(Records from a data collection)
§

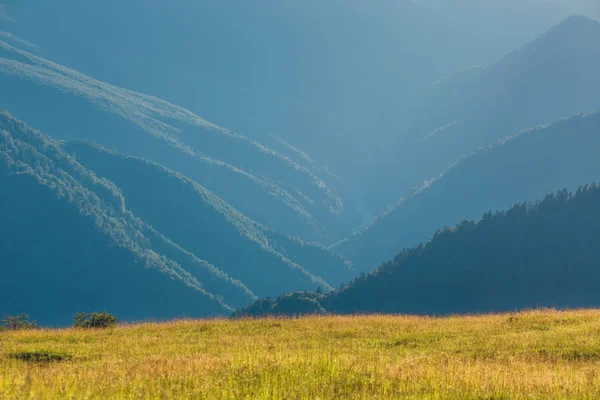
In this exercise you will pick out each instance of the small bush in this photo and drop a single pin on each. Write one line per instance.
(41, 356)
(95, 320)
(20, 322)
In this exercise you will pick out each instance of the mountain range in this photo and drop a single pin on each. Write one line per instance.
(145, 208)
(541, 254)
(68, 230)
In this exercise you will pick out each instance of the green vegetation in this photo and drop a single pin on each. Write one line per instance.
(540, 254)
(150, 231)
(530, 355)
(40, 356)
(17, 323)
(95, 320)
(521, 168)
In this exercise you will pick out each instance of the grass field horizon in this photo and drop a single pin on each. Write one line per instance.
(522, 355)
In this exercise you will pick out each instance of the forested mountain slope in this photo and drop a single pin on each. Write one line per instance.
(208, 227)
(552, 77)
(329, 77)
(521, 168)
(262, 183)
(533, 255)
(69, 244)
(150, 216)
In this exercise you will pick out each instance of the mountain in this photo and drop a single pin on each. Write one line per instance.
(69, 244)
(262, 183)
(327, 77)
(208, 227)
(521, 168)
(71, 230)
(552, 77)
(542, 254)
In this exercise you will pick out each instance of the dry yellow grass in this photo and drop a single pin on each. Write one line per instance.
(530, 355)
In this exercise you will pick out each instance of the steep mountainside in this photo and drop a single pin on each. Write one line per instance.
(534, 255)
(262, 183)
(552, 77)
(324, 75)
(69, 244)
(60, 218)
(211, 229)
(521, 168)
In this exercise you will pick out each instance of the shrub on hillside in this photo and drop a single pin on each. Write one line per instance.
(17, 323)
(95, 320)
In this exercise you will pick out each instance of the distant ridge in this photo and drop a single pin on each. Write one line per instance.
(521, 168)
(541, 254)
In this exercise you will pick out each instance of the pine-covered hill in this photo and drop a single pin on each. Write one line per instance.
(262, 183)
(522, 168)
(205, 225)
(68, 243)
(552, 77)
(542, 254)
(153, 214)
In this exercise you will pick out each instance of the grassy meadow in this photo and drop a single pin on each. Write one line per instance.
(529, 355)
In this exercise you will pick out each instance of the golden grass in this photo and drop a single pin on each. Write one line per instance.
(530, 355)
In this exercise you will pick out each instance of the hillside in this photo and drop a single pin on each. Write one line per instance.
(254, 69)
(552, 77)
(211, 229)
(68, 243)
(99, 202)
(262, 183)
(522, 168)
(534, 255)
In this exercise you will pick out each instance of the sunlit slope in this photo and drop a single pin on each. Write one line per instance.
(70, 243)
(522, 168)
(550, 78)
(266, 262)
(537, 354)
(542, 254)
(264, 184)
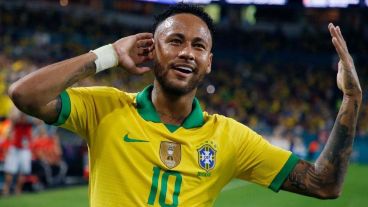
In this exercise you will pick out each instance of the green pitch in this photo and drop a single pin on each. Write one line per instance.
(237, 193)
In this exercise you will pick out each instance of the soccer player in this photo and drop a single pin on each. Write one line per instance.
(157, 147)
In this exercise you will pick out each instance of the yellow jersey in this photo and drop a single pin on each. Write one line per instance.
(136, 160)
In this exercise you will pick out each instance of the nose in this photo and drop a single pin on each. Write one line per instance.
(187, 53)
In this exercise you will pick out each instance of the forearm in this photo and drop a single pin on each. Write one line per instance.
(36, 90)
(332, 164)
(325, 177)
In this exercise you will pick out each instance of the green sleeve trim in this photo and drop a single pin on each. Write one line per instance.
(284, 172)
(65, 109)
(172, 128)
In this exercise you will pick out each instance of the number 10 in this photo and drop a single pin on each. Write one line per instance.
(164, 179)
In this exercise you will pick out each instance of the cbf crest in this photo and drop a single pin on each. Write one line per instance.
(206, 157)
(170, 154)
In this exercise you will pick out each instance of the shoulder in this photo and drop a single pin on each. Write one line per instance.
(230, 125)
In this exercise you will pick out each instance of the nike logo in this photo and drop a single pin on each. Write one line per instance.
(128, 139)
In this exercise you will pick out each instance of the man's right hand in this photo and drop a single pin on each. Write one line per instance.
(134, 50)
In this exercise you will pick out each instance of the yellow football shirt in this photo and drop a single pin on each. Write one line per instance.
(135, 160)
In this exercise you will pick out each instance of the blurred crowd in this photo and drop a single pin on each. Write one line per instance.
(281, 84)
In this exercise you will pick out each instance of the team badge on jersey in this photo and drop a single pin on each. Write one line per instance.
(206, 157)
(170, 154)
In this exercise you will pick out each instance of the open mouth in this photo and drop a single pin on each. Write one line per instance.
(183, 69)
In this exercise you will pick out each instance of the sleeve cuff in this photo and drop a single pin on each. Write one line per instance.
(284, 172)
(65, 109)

§

What the exercise asks: Extract the lines above from the one containing "the yellow football" to the last line, both included, exactly as written.

Answer to the problem:
In this exercise you will pick out each instance of the yellow football shirt in this photo and drop a single pin on each. Write one line per instance.
(135, 160)
In this exercise you will pick out each instance of the blurred crowd in this photo and drop a single pin on each. Write one line per instance.
(281, 84)
In this exercise you will pick out each instance of the team badge on jersey in this photo and drop a single pin on each. Write one line per instance.
(206, 157)
(170, 154)
In this exercise you will pick out each instance of the open mouth in this photo and drop a single pin on each. Write one line per instance.
(183, 69)
In this exercise you will pick out each instance of the sleeve cuff in this photo and drop a single pin on each. Write one line per instance.
(284, 172)
(65, 109)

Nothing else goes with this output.